#### WHAT THE TASK ASKS:
Could you write out every line from the start of the records through the line that contains "[[[578,279],[0,275],[0,398],[600,398]]]", requests included, with each polygon coordinate in the answers scaled by 1.3 and rounded to a whole number, halves rounding up? Leave the pictures out of your reply.

(Outline records)
╭──
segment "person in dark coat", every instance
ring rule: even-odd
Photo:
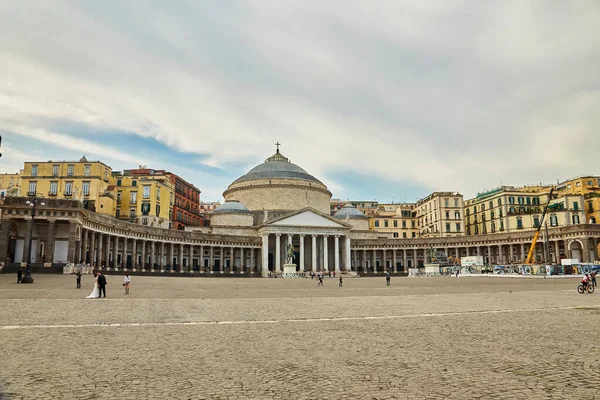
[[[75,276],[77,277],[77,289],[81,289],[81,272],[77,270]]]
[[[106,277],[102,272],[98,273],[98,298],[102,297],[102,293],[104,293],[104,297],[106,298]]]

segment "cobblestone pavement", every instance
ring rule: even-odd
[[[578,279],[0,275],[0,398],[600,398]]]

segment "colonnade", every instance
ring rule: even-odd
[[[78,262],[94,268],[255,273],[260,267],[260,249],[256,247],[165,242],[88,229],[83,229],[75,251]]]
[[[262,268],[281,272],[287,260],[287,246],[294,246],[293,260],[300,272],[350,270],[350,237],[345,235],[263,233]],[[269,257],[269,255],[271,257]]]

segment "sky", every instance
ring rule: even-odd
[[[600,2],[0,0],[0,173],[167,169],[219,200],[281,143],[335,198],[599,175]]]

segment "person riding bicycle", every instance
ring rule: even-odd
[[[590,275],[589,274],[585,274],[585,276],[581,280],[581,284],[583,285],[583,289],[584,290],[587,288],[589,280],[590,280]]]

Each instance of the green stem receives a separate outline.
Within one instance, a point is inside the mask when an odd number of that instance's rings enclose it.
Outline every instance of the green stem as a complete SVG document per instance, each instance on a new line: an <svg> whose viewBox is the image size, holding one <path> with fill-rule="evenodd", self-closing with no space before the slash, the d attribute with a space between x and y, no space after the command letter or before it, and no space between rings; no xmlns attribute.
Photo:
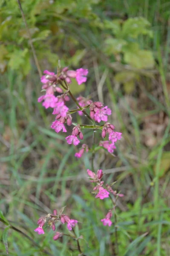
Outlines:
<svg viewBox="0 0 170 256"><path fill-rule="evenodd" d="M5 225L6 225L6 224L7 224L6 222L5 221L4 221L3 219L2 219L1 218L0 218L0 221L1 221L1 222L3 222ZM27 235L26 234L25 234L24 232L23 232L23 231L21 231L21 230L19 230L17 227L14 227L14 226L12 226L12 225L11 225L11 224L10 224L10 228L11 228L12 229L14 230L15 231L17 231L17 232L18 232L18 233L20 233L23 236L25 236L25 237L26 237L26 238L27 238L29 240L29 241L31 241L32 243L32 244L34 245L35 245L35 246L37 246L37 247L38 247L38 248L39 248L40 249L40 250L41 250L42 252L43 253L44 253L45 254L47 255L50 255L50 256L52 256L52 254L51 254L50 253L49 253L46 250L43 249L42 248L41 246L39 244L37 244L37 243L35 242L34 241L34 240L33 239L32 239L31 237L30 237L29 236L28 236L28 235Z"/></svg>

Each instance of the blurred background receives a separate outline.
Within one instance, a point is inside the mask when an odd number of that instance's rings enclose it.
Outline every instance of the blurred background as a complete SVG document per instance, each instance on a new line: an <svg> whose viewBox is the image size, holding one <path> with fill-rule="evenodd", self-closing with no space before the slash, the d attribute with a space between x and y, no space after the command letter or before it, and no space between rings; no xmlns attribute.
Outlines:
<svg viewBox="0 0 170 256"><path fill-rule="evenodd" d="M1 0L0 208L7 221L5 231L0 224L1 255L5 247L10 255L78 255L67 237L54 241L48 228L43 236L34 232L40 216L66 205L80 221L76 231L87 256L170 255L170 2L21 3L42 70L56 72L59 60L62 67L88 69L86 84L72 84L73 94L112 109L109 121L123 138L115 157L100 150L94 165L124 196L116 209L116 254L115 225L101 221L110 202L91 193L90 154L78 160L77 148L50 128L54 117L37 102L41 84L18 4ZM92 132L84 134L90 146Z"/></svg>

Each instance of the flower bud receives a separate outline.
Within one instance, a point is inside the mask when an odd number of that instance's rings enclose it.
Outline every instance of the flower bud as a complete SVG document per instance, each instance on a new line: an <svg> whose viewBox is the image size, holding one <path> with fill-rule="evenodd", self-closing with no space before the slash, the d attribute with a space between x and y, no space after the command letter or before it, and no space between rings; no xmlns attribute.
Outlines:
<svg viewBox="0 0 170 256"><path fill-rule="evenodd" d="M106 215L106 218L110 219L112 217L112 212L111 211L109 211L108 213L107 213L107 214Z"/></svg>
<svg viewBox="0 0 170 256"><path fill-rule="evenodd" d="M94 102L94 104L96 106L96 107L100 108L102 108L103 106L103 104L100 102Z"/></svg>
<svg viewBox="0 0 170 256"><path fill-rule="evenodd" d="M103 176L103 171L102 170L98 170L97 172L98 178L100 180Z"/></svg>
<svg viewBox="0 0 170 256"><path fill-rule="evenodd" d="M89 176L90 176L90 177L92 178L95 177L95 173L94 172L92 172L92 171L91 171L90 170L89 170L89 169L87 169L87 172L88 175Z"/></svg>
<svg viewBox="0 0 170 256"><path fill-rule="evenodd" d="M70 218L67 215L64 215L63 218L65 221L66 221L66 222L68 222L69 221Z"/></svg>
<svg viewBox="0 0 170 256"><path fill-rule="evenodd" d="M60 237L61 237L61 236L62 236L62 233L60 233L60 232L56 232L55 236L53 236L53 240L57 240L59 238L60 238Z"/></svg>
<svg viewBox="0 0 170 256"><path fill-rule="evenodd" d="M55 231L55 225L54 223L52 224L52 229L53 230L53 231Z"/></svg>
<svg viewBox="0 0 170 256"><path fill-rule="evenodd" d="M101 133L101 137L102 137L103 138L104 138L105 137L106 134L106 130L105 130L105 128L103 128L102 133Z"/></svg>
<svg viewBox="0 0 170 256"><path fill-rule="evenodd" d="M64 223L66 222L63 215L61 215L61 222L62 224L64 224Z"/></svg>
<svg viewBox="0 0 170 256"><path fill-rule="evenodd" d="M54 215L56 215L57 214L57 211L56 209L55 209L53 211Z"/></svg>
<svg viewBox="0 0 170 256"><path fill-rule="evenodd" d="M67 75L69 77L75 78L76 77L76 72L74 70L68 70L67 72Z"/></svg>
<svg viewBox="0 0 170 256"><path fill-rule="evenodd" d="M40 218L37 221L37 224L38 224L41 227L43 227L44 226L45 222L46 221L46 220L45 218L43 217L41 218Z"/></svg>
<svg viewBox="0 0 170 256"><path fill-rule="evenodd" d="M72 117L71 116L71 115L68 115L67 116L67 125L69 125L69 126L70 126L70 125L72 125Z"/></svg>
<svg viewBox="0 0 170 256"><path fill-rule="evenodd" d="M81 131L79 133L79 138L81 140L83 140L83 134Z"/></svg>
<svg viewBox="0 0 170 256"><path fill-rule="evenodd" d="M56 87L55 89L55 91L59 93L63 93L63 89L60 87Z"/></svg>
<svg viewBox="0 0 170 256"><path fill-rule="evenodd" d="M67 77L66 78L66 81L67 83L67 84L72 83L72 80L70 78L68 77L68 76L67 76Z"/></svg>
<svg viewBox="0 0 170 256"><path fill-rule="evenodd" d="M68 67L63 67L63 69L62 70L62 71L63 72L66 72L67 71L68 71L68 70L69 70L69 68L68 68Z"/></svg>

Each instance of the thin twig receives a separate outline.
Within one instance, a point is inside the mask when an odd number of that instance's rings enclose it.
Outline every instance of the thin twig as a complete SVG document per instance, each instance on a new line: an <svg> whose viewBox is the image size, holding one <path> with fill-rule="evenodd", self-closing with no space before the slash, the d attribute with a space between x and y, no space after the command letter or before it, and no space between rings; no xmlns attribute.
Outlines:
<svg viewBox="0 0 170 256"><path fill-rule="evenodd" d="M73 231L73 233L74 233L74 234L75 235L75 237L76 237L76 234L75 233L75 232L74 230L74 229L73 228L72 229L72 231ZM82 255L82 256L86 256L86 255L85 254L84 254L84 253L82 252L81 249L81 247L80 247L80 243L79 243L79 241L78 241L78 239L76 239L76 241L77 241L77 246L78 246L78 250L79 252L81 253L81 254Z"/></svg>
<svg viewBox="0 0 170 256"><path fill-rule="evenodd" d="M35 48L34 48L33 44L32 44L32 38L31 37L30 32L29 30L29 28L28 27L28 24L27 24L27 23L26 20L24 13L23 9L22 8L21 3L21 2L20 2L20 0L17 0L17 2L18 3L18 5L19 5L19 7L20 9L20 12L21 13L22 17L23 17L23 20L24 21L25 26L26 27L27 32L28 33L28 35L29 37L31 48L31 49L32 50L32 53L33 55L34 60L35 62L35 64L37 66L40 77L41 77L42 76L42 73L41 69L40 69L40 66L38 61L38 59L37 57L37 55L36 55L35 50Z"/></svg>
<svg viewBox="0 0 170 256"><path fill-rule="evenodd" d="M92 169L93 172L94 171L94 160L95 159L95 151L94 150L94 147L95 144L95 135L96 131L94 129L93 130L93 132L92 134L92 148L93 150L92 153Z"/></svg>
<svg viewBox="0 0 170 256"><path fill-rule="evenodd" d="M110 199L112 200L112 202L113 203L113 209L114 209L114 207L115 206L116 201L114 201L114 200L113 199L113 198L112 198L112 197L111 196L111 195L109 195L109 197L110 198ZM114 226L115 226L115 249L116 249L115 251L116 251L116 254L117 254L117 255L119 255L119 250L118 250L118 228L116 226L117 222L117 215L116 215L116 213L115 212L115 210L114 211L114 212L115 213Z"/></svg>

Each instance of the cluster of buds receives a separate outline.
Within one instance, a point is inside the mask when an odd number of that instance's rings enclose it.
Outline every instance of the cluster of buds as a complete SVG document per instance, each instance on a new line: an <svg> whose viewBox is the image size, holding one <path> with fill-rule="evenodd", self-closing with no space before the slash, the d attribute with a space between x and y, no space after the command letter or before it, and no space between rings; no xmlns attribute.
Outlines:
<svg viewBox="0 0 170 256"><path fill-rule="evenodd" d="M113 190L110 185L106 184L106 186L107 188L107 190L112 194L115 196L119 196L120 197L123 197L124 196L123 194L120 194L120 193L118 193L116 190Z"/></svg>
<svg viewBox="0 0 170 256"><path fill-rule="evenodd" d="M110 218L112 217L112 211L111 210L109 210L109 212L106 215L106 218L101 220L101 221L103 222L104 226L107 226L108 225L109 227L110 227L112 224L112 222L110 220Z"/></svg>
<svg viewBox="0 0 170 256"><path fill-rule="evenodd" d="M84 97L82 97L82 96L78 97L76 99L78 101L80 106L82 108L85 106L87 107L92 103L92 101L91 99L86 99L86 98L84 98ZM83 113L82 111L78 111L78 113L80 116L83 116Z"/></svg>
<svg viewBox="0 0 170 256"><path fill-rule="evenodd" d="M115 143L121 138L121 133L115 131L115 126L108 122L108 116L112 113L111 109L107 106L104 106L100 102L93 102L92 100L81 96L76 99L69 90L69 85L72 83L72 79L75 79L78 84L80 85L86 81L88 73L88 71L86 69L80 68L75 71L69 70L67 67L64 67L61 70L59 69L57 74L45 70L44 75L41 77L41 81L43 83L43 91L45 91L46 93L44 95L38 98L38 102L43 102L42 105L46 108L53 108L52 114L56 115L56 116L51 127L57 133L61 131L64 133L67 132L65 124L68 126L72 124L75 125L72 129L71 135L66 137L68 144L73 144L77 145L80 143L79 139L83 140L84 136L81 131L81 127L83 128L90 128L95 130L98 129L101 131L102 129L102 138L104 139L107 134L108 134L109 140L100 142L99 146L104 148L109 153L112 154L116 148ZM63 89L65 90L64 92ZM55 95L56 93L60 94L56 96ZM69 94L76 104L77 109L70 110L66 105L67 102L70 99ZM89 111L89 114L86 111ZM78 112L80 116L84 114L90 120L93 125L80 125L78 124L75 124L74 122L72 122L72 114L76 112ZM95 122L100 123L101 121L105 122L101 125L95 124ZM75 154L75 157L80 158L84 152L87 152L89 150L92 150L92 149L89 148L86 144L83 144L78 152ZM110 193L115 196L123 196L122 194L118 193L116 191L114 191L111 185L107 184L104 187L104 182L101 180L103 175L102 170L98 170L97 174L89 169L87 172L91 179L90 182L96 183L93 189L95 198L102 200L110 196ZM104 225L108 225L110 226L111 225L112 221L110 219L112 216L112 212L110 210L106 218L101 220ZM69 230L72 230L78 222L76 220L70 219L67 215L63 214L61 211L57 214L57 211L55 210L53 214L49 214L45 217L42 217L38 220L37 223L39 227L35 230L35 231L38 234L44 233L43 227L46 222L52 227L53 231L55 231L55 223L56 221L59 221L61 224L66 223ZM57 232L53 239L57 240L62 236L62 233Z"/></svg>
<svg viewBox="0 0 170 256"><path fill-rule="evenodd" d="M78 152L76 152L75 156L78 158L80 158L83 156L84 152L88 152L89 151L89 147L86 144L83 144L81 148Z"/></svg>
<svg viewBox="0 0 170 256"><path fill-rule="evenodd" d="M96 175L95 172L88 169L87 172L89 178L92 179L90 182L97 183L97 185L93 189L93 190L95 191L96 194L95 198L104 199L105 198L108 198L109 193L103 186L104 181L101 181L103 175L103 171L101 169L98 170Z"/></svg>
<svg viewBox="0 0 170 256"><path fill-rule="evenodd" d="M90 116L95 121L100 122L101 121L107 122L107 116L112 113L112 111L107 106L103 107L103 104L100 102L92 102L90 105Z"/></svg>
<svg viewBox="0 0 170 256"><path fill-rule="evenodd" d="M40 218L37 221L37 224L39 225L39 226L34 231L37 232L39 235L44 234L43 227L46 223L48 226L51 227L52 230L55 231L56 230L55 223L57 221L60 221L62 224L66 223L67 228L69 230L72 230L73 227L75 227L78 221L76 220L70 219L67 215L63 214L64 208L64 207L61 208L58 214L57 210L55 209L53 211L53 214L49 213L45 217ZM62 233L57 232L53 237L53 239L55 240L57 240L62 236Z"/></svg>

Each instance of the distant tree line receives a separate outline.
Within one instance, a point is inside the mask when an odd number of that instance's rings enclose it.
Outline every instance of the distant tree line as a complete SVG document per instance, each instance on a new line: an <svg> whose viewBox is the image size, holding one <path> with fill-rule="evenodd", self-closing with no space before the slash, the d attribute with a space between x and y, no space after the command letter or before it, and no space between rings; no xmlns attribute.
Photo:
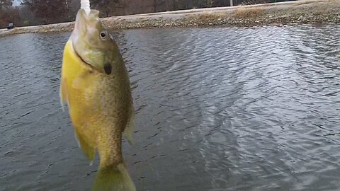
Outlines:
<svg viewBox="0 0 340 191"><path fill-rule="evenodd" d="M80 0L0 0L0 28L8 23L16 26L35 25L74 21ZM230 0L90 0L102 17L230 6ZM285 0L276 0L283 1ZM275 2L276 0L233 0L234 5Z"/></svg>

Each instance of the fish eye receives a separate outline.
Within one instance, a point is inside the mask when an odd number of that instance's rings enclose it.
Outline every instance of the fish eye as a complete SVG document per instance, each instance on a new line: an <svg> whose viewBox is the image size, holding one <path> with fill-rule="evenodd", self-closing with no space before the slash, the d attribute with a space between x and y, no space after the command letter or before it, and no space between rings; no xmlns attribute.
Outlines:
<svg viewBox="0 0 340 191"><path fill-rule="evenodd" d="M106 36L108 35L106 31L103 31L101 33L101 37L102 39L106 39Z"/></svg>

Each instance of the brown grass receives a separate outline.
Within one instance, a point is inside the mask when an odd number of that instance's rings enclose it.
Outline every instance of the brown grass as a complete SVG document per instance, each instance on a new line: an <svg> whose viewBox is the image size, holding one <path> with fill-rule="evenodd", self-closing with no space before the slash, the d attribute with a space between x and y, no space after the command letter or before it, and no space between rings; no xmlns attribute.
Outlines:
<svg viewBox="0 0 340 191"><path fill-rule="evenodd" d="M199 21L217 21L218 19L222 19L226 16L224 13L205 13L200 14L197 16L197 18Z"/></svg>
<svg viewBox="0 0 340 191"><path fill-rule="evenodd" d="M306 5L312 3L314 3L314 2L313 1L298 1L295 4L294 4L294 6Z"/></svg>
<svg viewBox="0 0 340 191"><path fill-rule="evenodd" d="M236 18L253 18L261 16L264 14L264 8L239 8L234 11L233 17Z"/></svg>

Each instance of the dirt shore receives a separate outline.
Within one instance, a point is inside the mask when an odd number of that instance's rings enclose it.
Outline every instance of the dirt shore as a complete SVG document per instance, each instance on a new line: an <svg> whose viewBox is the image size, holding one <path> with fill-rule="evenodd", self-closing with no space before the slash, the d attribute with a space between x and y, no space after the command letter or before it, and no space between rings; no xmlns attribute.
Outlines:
╰──
#### RESULT OF THIS TASK:
segment "person in dark coat", every instance
ring rule: even-odd
Photo:
[[[98,359],[100,360],[100,376],[105,376],[105,354],[100,351]]]
[[[138,360],[133,354],[127,355],[127,387],[133,386],[133,381],[135,381],[135,386],[138,387]]]

segment "cobblestone pavement", every instance
ring rule: even-odd
[[[751,363],[0,358],[0,517],[780,517]]]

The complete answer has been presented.